CHALLENGE: Please pick out and copy every line of the records below that contains the word "hearth", counting only matches with the same case.

------ PROVIDED MATERIAL

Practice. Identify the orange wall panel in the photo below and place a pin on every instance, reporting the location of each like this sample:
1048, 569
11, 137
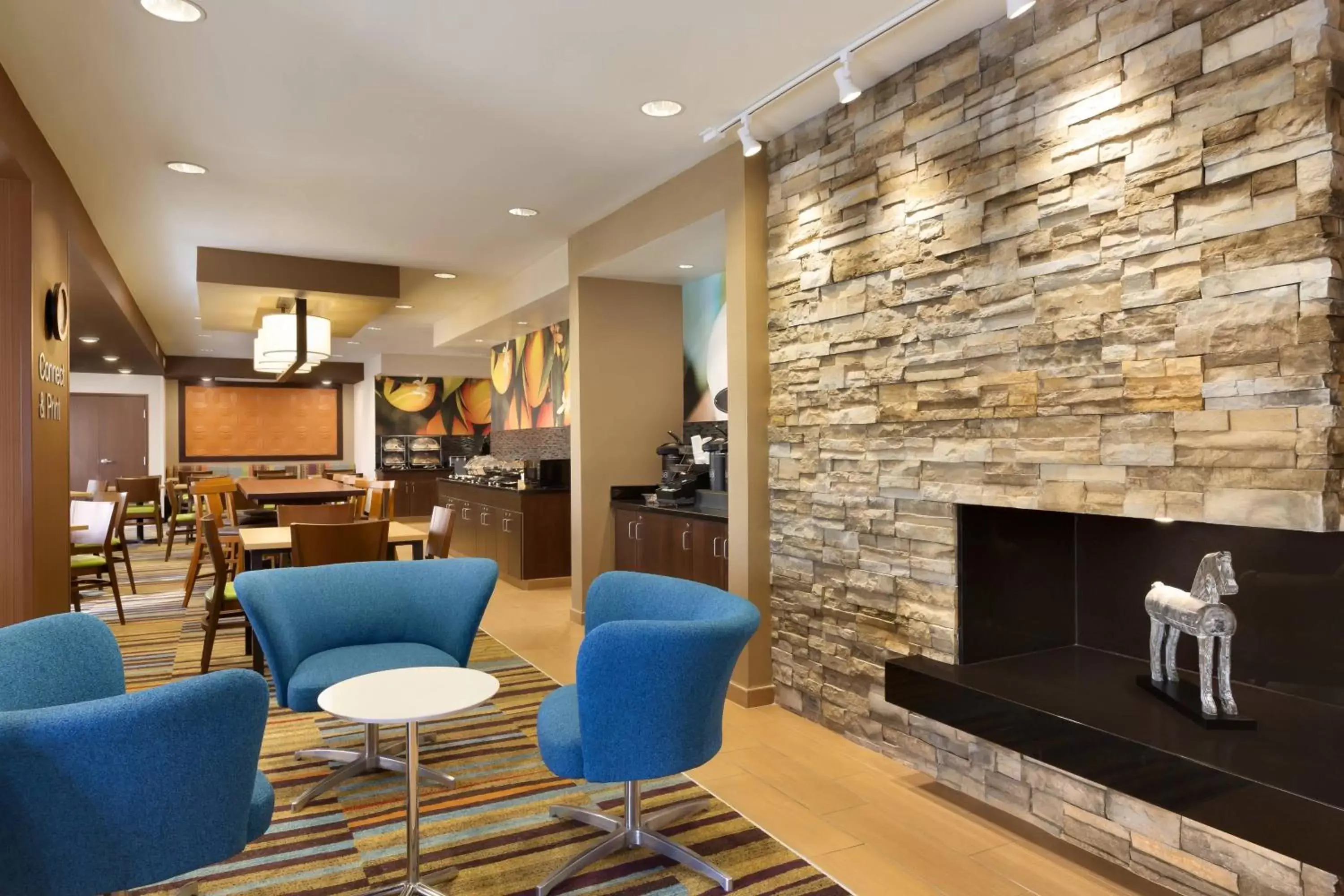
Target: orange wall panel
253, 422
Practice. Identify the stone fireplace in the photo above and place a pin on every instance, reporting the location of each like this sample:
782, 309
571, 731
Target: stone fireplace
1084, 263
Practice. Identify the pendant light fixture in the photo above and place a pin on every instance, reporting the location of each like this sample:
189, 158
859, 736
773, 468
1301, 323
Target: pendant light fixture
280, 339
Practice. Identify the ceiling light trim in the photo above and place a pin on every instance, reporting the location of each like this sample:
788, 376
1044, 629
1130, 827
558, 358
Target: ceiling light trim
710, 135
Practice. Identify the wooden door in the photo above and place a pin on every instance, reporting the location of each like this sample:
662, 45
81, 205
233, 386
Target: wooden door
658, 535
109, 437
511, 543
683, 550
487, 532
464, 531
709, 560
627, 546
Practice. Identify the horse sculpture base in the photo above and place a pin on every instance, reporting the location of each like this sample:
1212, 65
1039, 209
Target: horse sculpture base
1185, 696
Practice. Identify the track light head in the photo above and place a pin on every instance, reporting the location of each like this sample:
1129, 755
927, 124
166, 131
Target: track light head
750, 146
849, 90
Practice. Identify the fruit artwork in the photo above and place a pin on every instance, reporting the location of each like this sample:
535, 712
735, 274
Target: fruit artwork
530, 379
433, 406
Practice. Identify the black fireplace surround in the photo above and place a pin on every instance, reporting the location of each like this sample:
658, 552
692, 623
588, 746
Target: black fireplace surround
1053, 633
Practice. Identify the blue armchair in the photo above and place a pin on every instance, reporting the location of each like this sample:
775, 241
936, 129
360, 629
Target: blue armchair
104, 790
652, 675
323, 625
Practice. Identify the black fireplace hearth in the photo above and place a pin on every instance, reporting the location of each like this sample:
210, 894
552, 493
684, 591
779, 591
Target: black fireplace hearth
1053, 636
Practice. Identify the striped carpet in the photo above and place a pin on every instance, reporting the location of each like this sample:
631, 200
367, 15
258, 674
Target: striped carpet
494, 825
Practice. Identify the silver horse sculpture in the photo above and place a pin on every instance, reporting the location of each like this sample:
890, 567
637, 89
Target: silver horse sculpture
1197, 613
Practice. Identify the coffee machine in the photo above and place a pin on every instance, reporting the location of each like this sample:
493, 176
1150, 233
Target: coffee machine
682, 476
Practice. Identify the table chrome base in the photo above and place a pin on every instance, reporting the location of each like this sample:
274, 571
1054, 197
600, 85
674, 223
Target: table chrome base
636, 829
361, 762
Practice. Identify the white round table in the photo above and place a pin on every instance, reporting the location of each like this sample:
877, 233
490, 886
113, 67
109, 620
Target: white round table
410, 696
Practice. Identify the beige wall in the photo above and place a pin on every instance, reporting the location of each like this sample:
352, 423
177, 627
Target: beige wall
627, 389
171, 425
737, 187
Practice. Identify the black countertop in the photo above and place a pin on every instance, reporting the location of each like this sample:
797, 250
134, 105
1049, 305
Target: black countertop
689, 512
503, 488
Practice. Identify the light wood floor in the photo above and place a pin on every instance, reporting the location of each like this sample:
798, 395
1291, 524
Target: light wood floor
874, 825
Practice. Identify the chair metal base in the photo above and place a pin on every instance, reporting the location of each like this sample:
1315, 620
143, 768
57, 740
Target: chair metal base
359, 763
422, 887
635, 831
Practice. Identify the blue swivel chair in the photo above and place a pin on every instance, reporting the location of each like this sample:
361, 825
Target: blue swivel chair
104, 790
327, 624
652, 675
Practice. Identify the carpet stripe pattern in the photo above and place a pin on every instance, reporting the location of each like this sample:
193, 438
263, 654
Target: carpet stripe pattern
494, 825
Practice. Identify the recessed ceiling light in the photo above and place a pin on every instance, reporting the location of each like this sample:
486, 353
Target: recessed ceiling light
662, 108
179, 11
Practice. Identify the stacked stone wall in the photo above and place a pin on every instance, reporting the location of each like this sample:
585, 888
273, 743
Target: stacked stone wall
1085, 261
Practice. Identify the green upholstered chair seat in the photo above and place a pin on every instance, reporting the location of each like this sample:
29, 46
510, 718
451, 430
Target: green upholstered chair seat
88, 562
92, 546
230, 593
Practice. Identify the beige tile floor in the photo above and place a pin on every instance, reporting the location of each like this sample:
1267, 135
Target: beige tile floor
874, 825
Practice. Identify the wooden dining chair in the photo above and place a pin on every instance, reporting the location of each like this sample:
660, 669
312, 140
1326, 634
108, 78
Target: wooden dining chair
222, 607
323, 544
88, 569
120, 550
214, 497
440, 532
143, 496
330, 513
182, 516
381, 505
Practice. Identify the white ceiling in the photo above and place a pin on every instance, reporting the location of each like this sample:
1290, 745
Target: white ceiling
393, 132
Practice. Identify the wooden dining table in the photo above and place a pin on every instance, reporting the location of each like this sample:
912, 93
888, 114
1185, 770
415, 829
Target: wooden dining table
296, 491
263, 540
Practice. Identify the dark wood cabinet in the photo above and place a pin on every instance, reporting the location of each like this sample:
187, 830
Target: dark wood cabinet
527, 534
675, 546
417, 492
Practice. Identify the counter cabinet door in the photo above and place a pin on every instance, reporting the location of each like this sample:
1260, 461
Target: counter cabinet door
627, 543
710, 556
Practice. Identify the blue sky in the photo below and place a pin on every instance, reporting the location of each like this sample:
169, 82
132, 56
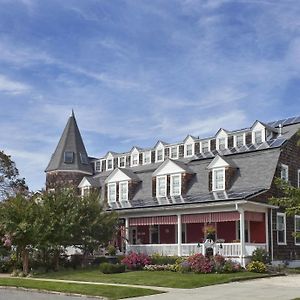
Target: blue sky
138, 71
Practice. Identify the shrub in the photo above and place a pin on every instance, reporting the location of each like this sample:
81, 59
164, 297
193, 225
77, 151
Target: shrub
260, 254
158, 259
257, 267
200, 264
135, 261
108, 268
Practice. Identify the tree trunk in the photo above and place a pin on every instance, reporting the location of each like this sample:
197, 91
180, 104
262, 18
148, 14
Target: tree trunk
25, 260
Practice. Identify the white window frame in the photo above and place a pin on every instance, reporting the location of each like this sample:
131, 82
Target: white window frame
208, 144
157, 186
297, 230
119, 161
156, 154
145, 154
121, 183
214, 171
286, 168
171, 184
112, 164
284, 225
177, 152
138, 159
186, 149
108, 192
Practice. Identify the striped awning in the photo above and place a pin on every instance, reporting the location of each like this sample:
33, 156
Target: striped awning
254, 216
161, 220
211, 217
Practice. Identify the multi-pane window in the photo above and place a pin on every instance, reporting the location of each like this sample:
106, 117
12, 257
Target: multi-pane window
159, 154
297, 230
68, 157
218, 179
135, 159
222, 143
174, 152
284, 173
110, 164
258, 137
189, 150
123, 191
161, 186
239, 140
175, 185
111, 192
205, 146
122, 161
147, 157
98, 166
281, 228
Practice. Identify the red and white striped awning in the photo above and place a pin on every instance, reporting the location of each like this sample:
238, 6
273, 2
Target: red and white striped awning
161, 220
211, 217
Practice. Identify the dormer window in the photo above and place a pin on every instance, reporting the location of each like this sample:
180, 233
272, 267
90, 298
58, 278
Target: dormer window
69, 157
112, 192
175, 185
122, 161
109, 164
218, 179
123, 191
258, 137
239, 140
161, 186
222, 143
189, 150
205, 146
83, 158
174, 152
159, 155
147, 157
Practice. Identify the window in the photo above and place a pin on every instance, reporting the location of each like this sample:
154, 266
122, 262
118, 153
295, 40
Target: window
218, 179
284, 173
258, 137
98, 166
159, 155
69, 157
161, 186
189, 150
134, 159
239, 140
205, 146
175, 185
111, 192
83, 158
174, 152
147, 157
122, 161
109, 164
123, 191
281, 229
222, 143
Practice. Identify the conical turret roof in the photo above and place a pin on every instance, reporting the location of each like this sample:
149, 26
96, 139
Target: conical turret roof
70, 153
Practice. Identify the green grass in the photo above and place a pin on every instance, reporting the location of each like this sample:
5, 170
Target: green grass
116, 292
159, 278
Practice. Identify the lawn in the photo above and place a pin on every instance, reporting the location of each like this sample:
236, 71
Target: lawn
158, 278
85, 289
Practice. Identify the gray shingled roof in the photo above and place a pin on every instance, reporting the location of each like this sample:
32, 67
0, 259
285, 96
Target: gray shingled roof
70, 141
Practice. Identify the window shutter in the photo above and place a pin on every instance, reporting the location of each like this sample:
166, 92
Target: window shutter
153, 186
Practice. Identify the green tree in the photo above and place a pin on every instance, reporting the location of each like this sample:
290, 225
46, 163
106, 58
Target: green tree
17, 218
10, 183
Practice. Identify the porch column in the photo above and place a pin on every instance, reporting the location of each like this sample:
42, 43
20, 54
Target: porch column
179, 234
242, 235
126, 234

------------
------ PROVIDED MATERIAL

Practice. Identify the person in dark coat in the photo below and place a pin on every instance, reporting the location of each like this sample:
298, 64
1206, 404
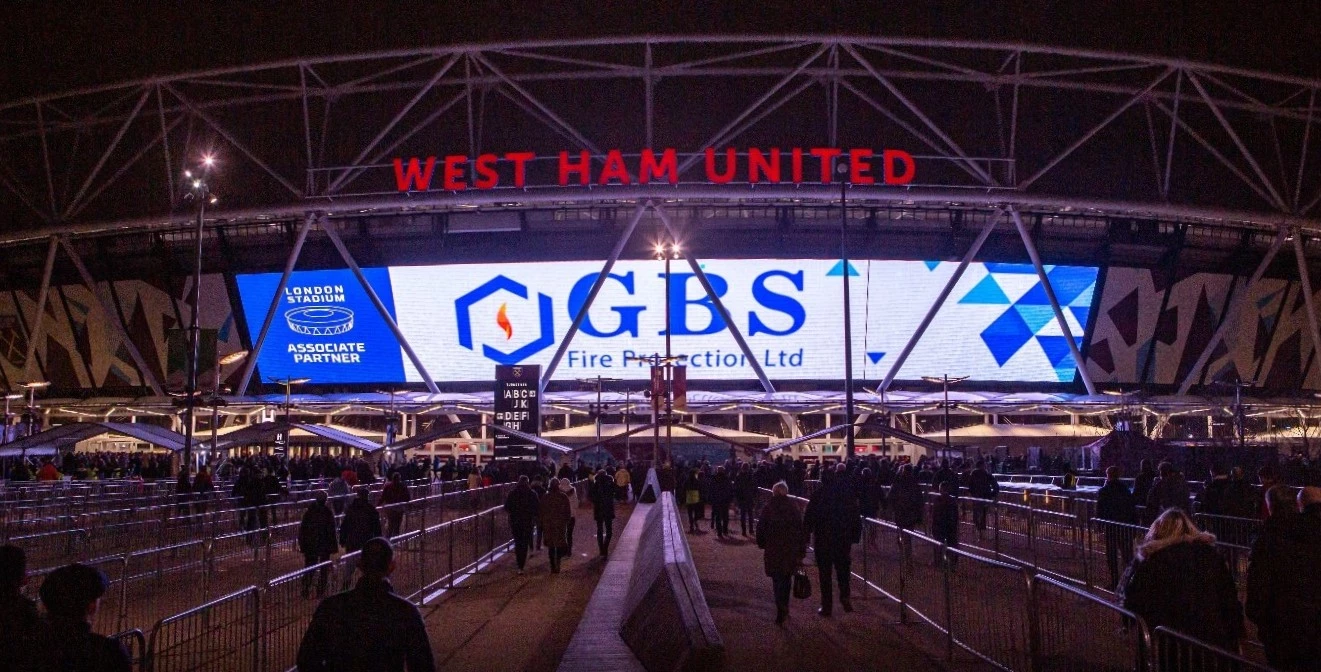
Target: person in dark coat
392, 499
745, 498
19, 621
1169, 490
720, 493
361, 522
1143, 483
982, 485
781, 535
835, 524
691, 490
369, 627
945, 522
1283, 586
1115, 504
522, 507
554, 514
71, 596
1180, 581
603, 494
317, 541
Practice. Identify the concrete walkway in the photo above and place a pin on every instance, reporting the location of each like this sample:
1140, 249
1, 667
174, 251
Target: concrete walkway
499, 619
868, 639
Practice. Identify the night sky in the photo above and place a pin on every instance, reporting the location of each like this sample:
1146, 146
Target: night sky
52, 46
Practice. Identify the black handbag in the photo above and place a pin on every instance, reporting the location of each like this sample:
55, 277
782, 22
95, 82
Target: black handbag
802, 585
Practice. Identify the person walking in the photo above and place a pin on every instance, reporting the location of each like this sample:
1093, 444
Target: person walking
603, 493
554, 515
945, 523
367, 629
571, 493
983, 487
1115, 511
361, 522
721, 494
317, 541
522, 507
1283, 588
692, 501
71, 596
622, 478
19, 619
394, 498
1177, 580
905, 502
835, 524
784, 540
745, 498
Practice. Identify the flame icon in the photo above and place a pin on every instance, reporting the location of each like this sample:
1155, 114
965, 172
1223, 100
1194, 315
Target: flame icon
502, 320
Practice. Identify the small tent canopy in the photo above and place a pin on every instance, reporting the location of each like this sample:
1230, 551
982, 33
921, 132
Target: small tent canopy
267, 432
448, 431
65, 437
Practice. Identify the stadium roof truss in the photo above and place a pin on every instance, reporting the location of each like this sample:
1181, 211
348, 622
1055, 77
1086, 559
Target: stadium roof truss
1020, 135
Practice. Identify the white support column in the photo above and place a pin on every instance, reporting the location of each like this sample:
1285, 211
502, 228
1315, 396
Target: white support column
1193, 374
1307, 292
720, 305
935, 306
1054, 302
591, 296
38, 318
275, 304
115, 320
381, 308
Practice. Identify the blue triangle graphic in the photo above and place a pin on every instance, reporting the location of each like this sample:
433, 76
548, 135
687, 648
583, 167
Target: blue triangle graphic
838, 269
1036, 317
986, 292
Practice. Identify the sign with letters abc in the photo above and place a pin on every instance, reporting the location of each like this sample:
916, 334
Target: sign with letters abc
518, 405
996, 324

------------

OUTPUT:
Practice. Identify the black fireplace hearth in the photo above and place a pin on every instance, reporting the location of each like this sample:
Target: black fireplace hearth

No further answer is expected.